During the 7th and 8th centuries the Benedictine houses were the chief instrument in the Christianizing, civilizing and educating of the Teutonic races. In spite of the frequent pillage and destruction of monasteries by Northmen, Saracens, Arabs and other invaders; in spite of the existence of even widespread local abuses, St Benedict’s institute went on progressing and consolidating; and on the whole it may be said that throughout the early middle ages the general run of Benedictine houses continued to perform with substantial fidelity the religious and social functions for which they were created.

10. Offshoots and Modifications of Benedictine Monachism: the Rise of “Orders.”—Up to the beginning of the 10th century we do not meet in the West such a thing as an “order”—an organized corporate body composed of several houses, diffused through various lands, with centralized government and objects and methods of its own. As stated above, St Pachomius’s monasteries formed an order—a curious anticipation of what six centuries later was to become the vogue in Western monasticism. The Benedictine houses never coalesced in this manner; even when, later on, a system of national congregations was introduced, they were but loose federations of autonomous abbeys; so that to this day, though the convenient expression “Benedictine order” is frequently used, the Benedictines do not form an order in the proper sense of the word. But with the 10th century we reach the period of orders, and it is on this line that all subsequent developments in Western monasticism have run.

********

**Stated goal 1**
Quote the passage on Benedictine monasticism word for word, from its first sentence to its last.
**Stated goal 2**
Extract each line from the rows that contains the string "shorts".
The passage on Benedictine monasticism has no connection to the rows that follow it.

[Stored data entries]
********

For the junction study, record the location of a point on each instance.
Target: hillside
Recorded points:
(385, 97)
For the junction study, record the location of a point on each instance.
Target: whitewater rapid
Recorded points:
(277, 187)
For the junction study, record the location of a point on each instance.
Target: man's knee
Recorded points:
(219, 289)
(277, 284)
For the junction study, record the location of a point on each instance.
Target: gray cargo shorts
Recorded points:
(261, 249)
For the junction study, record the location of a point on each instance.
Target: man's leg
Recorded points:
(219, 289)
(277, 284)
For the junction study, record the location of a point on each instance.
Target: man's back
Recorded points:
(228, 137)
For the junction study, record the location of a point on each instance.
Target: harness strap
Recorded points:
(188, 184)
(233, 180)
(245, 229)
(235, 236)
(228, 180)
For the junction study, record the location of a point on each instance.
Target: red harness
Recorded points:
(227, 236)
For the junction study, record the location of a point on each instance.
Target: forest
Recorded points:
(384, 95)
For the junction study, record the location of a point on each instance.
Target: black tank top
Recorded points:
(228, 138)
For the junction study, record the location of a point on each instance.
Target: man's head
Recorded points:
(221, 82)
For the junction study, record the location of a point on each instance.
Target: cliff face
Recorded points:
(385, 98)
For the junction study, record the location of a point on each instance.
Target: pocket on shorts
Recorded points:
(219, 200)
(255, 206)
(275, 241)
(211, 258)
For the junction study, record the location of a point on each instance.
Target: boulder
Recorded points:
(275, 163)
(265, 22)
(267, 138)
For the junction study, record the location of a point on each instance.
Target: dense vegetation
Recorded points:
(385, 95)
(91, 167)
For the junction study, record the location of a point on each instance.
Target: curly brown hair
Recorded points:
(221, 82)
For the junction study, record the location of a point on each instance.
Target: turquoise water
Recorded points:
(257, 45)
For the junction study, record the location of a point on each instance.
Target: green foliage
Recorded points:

********

**Task result 1**
During the 7th and 8th centuries the Benedictine houses were the chief instrument in the Christianizing, civilizing and educating of the Teutonic races. In spite of the frequent pillage and destruction of monasteries by Northmen, Saracens, Arabs and other invaders; in spite of the existence of even widespread local abuses, St Benedict’s institute went on progressing and consolidating; and on the whole it may be said that throughout the early middle ages the general run of Benedictine houses continued to perform with substantial fidelity the religious and social functions for which they were created.

10. Offshoots and Modifications of Benedictine Monachism: the Rise of “Orders.”—Up to the beginning of the 10th century we do not meet in the West such a thing as an “order”—an organized corporate body composed of several houses, diffused through various lands, with centralized government and objects and methods of its own. As stated above, St Pachomius’s monasteries formed an order—a curious anticipation of what six centuries later was to become the vogue in Western monasticism. The Benedictine houses never coalesced in this manner; even when, later on, a system of national congregations was introduced, they were but loose federations of autonomous abbeys; so that to this day, though the convenient expression “Benedictine order” is frequently used, the Benedictines do not form an order in the proper sense of the word. But with the 10th century we reach the period of orders, and it is on this line that all subsequent developments in Western monasticism have run.

**Task result 2**
Target: gray cargo shorts
Target: pocket on shorts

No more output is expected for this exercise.